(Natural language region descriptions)
»»

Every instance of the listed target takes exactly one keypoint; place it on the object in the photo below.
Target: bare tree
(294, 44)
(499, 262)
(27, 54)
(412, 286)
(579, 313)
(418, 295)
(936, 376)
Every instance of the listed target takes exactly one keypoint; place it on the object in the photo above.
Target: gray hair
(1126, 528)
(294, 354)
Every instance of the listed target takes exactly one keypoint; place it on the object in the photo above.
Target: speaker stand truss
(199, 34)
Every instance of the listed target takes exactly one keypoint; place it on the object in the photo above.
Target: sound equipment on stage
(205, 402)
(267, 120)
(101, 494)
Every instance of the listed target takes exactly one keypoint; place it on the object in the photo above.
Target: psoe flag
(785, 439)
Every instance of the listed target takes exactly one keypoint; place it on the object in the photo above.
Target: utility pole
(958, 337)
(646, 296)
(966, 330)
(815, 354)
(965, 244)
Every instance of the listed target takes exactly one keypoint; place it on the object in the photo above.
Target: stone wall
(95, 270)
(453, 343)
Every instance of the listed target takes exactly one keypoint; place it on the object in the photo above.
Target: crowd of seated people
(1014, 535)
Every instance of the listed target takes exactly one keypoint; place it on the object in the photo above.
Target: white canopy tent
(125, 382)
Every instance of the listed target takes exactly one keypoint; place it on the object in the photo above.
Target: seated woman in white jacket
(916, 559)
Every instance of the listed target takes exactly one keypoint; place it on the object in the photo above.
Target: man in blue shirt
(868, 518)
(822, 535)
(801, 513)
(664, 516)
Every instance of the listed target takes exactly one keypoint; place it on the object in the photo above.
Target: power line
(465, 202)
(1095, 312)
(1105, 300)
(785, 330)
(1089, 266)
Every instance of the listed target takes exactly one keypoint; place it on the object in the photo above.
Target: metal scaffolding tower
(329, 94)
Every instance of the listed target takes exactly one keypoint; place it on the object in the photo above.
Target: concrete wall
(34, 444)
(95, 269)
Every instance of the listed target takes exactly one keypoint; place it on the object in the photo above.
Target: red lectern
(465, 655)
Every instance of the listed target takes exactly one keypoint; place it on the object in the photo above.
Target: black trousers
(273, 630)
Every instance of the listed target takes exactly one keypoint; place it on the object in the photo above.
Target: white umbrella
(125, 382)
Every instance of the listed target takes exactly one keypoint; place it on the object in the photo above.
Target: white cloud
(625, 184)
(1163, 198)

««

Your task is to output all of the data above word for word.

> **Response to this exercise**
Every instance of the listed target takes exactly one keypoint; place it on the object in the photo below.
Target: bare tree
(294, 44)
(499, 262)
(27, 54)
(412, 286)
(579, 313)
(418, 295)
(936, 376)
Every instance of the listed target takes exactly one keypoint; place it on the object in the photo above.
Target: gray hair
(1126, 528)
(294, 354)
Every instance of the listed target takes exactly one keypoint; place it on the object in the photo above.
Target: speaker stand truss
(199, 34)
Every instance of the listed target takes exactly one keypoint; place it on the object in the photo above.
Target: sound equipment on stage
(205, 402)
(267, 120)
(101, 494)
Every instance of the listed target takes exactly one keypoint; place it on the object in the photo above.
Target: psoe flag
(785, 439)
Every instance of the listed target takes exactly one keypoint; place it on the object in the photo above.
Target: utility pole
(958, 337)
(646, 296)
(966, 330)
(815, 354)
(965, 244)
Every instance of the listed target takes exactly one keypoint; place it on the object in the photo above.
Target: stone wall
(95, 270)
(453, 343)
Every instance of the listed target takes exactly one keypoint; place it on the object in the photo above.
Target: crowd of seated people
(1014, 535)
Every instance of the listed target takes exactly one keypoint; place it on the object in the photo above.
Target: white canopy tent
(125, 382)
Every instance of the listed target takes exactly one keypoint; place it on the object in the photo above.
Target: seated woman in white jacket
(916, 559)
Every instance of the listed target takes exactly one keypoint; place it on the object in the photo above.
Target: man in blue shirt
(868, 518)
(822, 535)
(801, 513)
(664, 516)
Every instance of the listed target takes exactly one keypoint; place it on the object in the photo above.
Target: power line
(465, 202)
(1095, 312)
(1105, 300)
(785, 330)
(1089, 266)
Every instance of the listed target takes exactly one keypoint; place it on the object in the photo above.
Target: metal scaffolding tower
(329, 94)
Every instance of the listed target takes exactly one keypoint; place it on the object in the photo above.
Target: concrete wall
(34, 444)
(95, 269)
Every instance of the listed target takes exactly one keypoint; place it on the object in the photo above.
Target: red lectern
(465, 655)
Every instance of the listed target takes exactly one keypoint; place it on the object in the photo above.
Target: black trousers
(273, 630)
Every instance of the listed target takes exactly one keypoint; place it on the object in the photo above.
Target: white umbrella
(125, 382)
Every instance of the listed target takes exactly one keypoint; place it on the object in the photo above.
Target: white cloud
(625, 184)
(1163, 198)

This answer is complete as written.